[start]
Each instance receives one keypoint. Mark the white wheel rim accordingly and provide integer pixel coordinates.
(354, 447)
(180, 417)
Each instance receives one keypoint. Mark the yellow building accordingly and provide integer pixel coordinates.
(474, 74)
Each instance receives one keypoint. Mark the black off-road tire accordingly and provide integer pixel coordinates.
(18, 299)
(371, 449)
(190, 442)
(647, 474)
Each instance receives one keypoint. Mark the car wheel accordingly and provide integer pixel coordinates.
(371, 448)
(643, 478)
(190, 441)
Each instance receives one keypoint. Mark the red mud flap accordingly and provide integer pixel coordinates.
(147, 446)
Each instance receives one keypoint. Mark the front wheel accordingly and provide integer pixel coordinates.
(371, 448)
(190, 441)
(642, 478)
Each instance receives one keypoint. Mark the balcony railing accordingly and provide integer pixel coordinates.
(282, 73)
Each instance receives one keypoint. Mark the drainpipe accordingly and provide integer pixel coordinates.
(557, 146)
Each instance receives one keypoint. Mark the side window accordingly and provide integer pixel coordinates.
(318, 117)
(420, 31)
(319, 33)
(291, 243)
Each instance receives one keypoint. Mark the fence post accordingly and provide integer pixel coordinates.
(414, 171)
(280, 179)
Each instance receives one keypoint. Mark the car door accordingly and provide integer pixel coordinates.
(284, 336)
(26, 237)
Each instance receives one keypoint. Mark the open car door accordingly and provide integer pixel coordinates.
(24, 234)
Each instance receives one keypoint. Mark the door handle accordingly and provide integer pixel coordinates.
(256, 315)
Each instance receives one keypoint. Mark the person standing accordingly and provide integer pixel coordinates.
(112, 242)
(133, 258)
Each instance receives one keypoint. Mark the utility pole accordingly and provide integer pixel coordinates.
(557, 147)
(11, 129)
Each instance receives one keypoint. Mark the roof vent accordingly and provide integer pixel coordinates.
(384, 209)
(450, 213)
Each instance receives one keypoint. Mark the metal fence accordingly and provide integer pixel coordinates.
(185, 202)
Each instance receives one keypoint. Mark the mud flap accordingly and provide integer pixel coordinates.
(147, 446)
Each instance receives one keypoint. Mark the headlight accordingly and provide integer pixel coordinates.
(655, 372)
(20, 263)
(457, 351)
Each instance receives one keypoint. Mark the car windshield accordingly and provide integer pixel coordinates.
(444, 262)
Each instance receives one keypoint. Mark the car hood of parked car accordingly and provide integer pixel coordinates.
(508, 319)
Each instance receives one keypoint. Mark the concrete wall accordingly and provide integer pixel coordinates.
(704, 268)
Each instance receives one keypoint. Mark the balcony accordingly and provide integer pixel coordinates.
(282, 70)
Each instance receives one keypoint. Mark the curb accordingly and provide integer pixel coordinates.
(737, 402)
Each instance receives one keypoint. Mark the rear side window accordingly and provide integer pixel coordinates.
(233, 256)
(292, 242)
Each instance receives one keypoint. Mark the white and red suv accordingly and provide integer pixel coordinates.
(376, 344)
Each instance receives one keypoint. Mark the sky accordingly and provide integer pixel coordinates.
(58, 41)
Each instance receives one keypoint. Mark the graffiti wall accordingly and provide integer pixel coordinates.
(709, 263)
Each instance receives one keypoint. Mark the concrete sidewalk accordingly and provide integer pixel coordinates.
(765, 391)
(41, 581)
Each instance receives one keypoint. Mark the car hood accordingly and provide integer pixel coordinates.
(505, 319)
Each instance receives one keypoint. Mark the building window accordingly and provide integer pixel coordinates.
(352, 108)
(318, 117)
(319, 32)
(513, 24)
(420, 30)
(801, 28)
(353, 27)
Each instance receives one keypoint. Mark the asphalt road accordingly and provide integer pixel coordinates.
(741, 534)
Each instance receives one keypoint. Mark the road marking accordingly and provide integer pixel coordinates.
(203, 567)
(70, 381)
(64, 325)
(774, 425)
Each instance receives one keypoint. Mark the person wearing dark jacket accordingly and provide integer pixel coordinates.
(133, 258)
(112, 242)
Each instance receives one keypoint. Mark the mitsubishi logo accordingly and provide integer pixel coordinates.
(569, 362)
[end]
Output exactly the lines between the one containing "hood accordingly and provide integer pixel coordinates." and the final line above, both inclusive.

- [ANSWER TO THE TASK]:
Each instance receives one keypoint. Mark the car hood accordingly and provide integer pixel coordinates.
(505, 319)
Each instance receives one keypoint. Mark the building window accordingly and provide integer pixel coordinates.
(352, 108)
(318, 117)
(319, 32)
(513, 24)
(420, 30)
(801, 28)
(353, 27)
Each instance receives one keypoint. Mark the asphalt road accordingly and provide integer pixel coordinates.
(741, 534)
Each instance receives one keypoint. Mark the road marking accordingly and provide integer pixel coordinates.
(203, 567)
(70, 381)
(64, 325)
(774, 425)
Each instance receives one keypoint. Mark the person wearing dark jacket accordingly and provide integer pixel coordinates.
(133, 258)
(112, 242)
Each instance receives one keypoint. Mark the mitsubishi logo accordingly and provide integer pixel coordinates.
(569, 362)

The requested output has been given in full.